- Assigned task 1
In the review of Brooks's story collection, why would an elegantly written vignette or an artful character study have no chance of being included? Answer in one to three sentences.
- Assigned task 2
According to the review of Brooks's story collection, which two writers have stories in "BASS" for the first time?
- Assigned task 3
Continue the review of Brooks's story collection from its last sentence.

- Selected passage
>>>

Brooks, however, errs in a different way by setting up criteria that may have proved too restrictive. In her introduction, she makes clear that for her plot is everything. There’s nothing wrong with the intricately plotted story, but, given her prejudice, the elegantly written vignette, or the artful, maybe cerebral, character study wouldn’t stand a chance of inclusion. Likewise, Brooks dismisses as stale stories about adultery and love stories with bleak endings. If he were still alive, how would Updike ever get a story in Brooks’s “best’’ collection? She also seems to have little use for the “MFAfia,’’ writers who hold graduate degrees in creative writing.
Despite her laundry list of biases, she’s stumbled upon some very good stories, many by writers whose work has been included in previous collections, including such heavyweights as Joyce Carol Oates and Richard Powers, Pulitzer Prize winners Steven Millhauser and Jennifer Egan, and fine but lesser-known writers: Rebecca Makkai, George Saunders, and Allegra Goodman. Stories by Elizabeth McCracken and Chimamanda Ngozi Adichie appear in “BASS’’ for the first time.

<<<

- Study material
>>>

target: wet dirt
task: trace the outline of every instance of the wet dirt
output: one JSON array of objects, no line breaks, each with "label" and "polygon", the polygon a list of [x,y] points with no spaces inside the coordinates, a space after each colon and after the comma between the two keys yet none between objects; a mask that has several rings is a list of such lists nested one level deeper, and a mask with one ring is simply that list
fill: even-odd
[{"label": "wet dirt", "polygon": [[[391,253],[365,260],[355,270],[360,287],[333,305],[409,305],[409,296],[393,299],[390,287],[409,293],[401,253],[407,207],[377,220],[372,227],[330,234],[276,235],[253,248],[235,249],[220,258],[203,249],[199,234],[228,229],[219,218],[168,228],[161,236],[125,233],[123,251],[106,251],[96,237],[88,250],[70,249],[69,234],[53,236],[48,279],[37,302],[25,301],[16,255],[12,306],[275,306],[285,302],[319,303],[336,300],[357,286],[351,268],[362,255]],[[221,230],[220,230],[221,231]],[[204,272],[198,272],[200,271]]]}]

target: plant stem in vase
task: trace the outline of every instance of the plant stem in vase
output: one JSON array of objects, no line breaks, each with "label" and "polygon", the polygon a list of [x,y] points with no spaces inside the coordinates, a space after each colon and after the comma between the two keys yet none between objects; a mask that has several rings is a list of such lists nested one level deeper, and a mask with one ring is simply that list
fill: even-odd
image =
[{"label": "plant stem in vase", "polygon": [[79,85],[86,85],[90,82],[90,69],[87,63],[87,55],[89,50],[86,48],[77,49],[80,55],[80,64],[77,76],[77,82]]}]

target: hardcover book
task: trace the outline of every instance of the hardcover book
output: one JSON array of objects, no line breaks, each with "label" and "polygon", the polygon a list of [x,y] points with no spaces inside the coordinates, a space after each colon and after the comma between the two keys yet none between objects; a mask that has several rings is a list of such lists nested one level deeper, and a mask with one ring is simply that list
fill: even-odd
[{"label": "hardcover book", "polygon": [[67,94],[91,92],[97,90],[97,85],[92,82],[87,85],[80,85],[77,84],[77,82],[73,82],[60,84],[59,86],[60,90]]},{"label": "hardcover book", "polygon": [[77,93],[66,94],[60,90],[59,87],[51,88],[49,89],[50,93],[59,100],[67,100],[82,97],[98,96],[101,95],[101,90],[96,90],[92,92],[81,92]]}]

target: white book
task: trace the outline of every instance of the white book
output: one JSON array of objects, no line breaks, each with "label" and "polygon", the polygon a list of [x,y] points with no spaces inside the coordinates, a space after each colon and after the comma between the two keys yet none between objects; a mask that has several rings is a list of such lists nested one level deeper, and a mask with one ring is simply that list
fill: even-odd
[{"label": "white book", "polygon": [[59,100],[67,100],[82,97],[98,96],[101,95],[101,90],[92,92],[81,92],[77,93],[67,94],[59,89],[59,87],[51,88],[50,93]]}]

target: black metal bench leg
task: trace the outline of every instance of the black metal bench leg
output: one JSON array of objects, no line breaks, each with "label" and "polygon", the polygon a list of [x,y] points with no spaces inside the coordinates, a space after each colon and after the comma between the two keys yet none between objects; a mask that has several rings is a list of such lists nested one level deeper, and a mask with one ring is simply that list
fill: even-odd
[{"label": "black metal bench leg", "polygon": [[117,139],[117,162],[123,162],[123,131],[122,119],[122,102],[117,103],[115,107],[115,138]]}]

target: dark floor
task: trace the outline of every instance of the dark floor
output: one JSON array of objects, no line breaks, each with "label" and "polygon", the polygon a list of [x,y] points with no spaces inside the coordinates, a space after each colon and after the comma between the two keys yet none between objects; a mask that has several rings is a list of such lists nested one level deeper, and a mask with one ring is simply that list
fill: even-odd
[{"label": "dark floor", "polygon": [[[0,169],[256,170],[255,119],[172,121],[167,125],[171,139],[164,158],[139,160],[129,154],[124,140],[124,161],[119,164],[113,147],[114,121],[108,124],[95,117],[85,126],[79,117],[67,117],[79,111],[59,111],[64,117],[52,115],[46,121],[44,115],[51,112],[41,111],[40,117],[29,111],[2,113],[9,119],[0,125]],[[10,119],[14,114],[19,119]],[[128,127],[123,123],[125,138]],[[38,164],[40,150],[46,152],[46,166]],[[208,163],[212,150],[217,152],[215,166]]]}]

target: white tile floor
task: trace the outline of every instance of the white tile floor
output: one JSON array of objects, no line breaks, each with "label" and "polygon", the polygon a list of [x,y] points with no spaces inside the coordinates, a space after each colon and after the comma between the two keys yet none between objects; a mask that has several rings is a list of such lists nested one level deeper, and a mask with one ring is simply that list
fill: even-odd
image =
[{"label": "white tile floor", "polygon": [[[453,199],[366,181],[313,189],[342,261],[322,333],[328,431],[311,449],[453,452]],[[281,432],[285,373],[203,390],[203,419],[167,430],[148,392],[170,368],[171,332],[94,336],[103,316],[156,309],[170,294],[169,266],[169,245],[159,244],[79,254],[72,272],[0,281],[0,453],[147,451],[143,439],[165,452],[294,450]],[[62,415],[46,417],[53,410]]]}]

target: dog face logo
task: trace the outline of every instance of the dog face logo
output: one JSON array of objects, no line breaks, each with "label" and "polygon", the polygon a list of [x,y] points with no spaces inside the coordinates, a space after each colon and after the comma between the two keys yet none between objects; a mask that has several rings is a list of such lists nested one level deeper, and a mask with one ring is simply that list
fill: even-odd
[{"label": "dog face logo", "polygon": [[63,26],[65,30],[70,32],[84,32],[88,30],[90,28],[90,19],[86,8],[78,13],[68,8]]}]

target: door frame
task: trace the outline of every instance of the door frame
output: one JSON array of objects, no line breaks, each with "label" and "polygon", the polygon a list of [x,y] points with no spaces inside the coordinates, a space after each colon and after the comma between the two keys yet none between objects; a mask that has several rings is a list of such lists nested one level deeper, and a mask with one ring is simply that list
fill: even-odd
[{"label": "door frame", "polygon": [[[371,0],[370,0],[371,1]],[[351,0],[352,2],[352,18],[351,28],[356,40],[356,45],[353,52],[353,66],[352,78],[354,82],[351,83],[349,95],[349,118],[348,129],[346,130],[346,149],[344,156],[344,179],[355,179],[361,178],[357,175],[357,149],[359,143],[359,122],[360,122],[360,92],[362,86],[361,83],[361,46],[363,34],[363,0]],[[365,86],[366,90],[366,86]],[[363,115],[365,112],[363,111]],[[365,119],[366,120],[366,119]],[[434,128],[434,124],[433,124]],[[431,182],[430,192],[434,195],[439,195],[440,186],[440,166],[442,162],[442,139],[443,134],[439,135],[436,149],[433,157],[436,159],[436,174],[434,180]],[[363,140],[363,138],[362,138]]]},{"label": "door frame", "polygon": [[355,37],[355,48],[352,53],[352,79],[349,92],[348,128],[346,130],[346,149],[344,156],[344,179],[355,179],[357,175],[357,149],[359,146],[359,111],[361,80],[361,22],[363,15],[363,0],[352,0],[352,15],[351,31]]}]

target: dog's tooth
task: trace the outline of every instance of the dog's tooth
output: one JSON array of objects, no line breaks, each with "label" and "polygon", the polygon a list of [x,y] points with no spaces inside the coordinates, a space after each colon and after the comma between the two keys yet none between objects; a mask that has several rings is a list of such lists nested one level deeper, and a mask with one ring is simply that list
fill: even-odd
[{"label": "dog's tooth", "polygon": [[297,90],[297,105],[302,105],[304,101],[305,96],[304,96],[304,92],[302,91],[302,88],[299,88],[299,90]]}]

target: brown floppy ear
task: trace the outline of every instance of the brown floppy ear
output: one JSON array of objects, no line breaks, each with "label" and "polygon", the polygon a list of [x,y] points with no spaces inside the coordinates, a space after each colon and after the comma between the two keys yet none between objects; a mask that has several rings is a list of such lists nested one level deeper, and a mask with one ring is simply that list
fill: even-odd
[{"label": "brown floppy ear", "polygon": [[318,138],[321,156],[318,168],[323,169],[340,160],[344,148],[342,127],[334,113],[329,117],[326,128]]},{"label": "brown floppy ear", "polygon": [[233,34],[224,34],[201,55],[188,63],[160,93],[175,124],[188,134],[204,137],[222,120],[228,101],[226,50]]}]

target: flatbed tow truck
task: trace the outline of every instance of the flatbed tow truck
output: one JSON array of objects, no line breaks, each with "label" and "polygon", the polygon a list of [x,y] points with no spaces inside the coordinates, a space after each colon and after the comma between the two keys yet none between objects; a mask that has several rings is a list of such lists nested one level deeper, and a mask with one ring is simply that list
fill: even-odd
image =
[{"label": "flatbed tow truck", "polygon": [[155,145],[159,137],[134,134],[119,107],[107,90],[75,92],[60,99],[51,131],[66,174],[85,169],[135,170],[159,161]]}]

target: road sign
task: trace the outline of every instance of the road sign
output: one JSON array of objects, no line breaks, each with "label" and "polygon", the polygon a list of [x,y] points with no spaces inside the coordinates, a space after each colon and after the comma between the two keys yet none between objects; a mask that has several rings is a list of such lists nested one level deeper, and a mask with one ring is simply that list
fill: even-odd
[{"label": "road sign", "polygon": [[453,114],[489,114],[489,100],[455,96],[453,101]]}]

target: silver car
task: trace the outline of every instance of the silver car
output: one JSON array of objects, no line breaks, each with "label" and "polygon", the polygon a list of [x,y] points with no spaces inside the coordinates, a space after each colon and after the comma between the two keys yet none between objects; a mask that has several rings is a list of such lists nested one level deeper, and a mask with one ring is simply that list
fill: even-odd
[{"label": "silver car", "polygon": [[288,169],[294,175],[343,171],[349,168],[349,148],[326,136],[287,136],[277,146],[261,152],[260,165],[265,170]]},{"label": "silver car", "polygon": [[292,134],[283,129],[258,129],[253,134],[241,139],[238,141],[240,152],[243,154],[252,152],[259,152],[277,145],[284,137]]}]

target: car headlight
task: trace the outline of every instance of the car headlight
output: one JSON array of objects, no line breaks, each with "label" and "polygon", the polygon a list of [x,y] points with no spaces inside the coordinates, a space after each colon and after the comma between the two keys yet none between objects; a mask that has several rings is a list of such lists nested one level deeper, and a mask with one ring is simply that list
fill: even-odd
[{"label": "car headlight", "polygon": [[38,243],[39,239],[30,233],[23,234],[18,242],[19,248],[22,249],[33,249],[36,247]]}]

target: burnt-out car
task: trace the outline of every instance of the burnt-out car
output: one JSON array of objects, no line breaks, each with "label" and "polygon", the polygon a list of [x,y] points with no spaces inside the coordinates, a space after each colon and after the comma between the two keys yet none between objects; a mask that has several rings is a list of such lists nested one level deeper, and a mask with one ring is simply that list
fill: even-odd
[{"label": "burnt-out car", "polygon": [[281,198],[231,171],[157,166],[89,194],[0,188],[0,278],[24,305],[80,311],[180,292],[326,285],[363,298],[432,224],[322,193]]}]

<<<

- Written response 1
In her introduction, Brooks makes clear that for her plot is everything. Given that prejudice, stories that rely on fine writing or character study rather than plot wouldn't stand a chance of inclusion.

- Written response 2
Elizabeth McCracken and Chimamanda Ngozi Adichie.

- Written response 3
In “Peter Torrelli, Falling Apart,’’ one of the best in the collection, Makkai draws comparisons between the deteriorating artistic world and her characters’ lives. Drew and actor Peter have been friends since childhood; when Peter’s life degenerates, Drew risks his career to help him. Makkai’s stories have been included in “BASS’’ four consecutive years. Awkward 13-year-old outcast Lisette tolerates life with her blackjack-dealing mother in Oates’s “ID’’ and must eventually identify her body. In “To the Measures Fall,’’ Powers depicts a woman whose days from student to 60-ish cancer victim are preoccupied by an obscure book.